## Start Records provided

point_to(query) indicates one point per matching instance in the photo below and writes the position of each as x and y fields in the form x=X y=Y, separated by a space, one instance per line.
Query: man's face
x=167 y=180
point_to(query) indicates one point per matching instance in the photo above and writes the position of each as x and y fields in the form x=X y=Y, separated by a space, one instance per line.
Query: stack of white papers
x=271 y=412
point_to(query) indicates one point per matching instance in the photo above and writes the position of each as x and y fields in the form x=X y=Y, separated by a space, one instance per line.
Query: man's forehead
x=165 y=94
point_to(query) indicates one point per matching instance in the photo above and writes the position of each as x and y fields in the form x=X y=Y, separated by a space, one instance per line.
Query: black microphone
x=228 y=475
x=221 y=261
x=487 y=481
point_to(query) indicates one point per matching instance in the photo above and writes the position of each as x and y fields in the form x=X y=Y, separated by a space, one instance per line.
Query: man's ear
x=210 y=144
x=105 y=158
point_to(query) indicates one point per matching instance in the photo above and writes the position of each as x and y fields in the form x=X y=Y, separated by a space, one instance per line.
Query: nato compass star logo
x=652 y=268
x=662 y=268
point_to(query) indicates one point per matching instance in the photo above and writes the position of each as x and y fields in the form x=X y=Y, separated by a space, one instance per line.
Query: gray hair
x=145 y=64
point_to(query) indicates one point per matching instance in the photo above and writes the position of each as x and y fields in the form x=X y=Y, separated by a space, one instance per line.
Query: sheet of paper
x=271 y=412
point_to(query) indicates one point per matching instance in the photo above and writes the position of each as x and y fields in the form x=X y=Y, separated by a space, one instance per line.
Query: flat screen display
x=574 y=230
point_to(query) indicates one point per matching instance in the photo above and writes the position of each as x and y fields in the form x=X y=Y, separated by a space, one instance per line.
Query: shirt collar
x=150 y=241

## End Records provided

## Your goal:
Retype the items above without changes, from their first line through the line containing "x=662 y=268".

## Result of this task:
point_to(query) indicates one point per matching instance in the photo below and writes the position of each as x and y fields in the form x=X y=Y, separated by a space, one instance per line.
Query: man's face
x=167 y=180
point_to(query) indicates one point per matching instance in the photo above and writes the position of each as x and y fields in the form x=X y=Y, separated by a space, one instance per line.
Query: stack of white papers
x=271 y=412
point_to(query) indicates one point per matching instance in the photo above and writes the position of each as x and y fields in the form x=X y=Y, separated by a space, one instance per line.
Query: man's forehead
x=165 y=94
point_to(query) indicates one point per matching instance in the photo above and writes the position of each as x and y fields in the form x=X y=Y, separated by a space, one instance per line.
Query: black microphone
x=228 y=475
x=221 y=261
x=487 y=481
point_to(query) indicates one point per matching instance in the photo above and writes the position of each as x and y fields in the form x=X y=Y, separated by a space, one instance per line.
Query: man's ear
x=210 y=144
x=105 y=158
point_to(query) indicates one point per matching instance in the photo above and writes the position of each as x and y fields in the form x=X y=Y, separated by a space, one instance per line.
Query: nato compass star logo
x=652 y=268
x=662 y=268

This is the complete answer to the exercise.